(Document passage)
---*---
I learned of my BRCA mutation on a Thursday evening, the day after my grandpa became ill with possible pneumonia. It was clearly the end, so my parents went down to Tennessee that weekend to sit with the other relatives and watch Roscoe, who was Gov to his grandkids, die at home in his bed. I had been invited, of course, but I couldn’t go—I didn’t think I could bear to watch this up close while still reeling emotionally from the news that I carried the same cancer-causing BRCA1 genetic mutation as my mother. Over the weekend, Gov took a turn for the worse. And so, the following Wednesday morning, I got the call. “He’s gone,” my stoic father said, voice cracking. I’d only ever seen my father cry once, when we watched Goodbye, Mr. Chips as a family in my teens, though my mother swears he cried at my birth too.
---*---
(Source data)
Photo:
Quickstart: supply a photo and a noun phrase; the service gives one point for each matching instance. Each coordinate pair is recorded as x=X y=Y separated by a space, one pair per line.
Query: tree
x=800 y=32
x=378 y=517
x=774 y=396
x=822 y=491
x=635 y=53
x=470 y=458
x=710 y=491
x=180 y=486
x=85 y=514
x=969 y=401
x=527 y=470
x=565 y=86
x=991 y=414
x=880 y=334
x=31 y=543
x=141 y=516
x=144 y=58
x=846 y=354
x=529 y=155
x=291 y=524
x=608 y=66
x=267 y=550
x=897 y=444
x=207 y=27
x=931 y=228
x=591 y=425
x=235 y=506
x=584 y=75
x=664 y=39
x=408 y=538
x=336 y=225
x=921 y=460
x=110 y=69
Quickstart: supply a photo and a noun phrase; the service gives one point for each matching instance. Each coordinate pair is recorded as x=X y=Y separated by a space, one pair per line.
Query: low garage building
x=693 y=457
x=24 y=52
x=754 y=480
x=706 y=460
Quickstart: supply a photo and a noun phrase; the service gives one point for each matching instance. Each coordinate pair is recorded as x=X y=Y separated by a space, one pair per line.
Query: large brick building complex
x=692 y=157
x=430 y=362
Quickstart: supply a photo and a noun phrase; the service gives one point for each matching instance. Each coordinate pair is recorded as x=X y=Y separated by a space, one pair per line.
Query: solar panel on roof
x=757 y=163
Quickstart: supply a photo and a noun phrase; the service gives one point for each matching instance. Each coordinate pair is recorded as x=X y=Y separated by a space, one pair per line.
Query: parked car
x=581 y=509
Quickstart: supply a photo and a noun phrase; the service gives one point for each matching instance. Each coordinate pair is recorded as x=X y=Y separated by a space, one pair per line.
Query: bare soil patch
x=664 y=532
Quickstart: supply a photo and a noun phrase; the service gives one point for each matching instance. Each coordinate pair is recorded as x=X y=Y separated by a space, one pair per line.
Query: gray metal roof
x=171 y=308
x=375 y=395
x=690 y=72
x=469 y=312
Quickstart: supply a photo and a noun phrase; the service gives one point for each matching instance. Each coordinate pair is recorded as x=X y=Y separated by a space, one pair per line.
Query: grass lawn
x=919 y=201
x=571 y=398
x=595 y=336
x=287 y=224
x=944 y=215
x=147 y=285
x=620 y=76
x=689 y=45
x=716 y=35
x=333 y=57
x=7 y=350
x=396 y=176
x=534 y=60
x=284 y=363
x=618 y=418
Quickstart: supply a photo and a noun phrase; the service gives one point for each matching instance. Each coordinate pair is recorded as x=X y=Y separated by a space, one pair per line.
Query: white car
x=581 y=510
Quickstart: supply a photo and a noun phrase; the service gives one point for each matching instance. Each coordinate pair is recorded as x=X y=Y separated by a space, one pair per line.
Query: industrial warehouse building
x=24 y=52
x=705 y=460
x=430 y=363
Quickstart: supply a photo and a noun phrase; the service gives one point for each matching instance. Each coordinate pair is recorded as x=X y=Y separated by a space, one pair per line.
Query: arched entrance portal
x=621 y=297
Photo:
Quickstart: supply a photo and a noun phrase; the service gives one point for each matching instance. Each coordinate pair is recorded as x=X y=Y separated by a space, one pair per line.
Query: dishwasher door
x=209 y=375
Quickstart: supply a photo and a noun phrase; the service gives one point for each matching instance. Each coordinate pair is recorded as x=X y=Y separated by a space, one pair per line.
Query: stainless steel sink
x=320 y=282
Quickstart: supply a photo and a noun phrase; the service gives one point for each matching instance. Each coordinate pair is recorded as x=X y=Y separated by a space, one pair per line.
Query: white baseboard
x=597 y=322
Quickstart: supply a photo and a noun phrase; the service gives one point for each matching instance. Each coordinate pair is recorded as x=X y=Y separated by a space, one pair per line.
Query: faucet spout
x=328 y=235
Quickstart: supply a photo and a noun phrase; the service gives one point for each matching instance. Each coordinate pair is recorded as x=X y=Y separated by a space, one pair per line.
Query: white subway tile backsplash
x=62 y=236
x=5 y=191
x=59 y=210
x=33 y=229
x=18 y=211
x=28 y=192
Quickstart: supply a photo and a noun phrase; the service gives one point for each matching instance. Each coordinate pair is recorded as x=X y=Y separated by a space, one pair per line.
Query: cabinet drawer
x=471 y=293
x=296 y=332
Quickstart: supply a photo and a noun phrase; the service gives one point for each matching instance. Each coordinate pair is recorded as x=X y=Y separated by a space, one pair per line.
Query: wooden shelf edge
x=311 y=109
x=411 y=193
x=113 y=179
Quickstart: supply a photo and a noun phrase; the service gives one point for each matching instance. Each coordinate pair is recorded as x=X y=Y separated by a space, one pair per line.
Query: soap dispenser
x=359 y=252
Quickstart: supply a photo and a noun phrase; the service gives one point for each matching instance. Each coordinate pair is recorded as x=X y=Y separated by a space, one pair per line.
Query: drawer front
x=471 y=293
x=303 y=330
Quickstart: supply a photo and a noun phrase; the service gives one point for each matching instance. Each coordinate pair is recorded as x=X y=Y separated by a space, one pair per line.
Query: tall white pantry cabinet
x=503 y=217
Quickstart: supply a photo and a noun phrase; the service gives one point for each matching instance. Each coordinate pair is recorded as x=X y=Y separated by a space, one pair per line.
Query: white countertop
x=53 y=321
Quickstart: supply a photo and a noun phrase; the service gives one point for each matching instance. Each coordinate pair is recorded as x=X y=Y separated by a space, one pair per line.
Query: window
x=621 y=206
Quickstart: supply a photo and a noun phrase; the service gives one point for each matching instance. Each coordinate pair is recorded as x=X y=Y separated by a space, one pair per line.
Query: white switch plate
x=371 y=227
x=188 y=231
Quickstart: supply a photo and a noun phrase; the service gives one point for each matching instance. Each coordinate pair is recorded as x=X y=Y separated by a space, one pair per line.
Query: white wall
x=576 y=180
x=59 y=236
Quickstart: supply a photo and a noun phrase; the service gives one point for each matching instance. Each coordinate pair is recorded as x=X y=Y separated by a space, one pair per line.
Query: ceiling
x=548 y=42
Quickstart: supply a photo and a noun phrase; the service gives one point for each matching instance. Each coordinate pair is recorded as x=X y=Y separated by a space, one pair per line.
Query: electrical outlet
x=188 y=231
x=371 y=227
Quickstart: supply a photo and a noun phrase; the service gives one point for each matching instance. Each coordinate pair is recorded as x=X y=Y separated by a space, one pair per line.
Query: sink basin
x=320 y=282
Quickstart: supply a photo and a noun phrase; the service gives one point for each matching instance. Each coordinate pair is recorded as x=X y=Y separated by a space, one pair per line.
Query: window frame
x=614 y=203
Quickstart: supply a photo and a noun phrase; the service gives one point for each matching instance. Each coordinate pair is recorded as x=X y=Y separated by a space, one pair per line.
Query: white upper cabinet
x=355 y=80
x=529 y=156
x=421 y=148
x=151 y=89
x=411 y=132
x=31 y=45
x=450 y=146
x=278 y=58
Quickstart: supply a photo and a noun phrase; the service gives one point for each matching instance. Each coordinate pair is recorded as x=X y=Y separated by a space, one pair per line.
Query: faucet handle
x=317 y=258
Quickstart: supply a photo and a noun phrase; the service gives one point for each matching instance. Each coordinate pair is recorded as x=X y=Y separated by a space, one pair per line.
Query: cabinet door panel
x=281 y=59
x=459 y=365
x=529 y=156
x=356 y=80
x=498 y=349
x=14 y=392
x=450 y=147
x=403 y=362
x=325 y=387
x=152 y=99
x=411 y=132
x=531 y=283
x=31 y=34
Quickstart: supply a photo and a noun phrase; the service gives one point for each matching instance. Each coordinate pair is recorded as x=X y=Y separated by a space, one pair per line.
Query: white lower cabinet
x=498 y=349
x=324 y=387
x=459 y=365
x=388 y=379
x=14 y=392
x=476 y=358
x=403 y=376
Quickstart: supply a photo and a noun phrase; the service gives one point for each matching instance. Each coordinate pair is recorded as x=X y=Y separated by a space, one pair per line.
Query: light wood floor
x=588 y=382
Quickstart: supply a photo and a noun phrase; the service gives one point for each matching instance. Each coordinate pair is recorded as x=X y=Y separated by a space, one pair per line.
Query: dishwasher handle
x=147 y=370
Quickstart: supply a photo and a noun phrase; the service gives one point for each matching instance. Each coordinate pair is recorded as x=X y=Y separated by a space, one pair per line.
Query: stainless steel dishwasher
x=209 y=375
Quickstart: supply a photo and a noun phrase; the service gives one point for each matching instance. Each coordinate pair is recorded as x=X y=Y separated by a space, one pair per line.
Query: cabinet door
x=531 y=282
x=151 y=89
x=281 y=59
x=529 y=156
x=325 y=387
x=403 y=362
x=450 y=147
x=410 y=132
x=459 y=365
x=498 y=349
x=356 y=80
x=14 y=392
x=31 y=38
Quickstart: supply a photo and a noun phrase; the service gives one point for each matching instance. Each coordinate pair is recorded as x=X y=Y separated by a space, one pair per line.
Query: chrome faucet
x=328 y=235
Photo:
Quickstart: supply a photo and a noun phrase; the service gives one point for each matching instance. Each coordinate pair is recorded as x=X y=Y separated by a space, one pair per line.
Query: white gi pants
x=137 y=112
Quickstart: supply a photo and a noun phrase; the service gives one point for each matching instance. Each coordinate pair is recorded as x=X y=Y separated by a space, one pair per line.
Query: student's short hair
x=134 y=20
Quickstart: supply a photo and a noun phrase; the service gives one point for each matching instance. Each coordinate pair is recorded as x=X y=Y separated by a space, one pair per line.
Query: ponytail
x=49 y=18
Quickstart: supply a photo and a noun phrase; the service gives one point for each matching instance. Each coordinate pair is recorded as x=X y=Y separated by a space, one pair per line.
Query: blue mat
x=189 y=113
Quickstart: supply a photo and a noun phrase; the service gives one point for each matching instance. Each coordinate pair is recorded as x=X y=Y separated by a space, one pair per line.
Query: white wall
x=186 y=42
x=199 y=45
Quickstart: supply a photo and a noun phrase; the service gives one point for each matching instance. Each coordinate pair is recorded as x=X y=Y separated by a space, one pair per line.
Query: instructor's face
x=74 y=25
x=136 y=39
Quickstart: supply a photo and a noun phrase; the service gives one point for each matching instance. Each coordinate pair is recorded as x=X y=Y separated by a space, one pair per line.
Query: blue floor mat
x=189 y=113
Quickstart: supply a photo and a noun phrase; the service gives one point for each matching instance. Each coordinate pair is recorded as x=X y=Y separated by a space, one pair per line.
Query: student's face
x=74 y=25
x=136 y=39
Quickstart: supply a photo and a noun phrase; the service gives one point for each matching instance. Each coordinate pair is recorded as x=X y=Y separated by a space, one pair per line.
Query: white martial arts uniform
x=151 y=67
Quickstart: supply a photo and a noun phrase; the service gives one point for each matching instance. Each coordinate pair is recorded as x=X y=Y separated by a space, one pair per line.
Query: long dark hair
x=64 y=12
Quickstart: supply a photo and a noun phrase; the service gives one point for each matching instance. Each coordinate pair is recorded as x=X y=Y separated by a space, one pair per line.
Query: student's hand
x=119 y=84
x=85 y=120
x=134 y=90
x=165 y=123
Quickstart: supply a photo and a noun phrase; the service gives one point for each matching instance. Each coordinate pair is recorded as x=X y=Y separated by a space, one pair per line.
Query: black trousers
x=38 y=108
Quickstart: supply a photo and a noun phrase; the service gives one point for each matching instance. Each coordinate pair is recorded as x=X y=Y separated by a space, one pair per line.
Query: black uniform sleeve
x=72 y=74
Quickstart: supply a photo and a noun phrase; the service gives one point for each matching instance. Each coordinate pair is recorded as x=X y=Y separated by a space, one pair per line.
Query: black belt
---*---
(Work order)
Rewrite the BRCA mutation passage between "I learned of" and "my birth too.", inclusive, substituting "Pop" for each occurrence of "Gov". The records have no connection to the text.

(Result of this task)
I learned of my BRCA mutation on a Thursday evening, the day after my grandpa became ill with possible pneumonia. It was clearly the end, so my parents went down to Tennessee that weekend to sit with the other relatives and watch Roscoe, who was Pop to his grandkids, die at home in his bed. I had been invited, of course, but I couldn’t go—I didn’t think I could bear to watch this up close while still reeling emotionally from the news that I carried the same cancer-causing BRCA1 genetic mutation as my mother. Over the weekend, Pop took a turn for the worse. And so, the following Wednesday morning, I got the call. “He’s gone,” my stoic father said, voice cracking. I’d only ever seen my father cry once, when we watched Goodbye, Mr. Chips as a family in my teens, though my mother swears he cried at my birth too.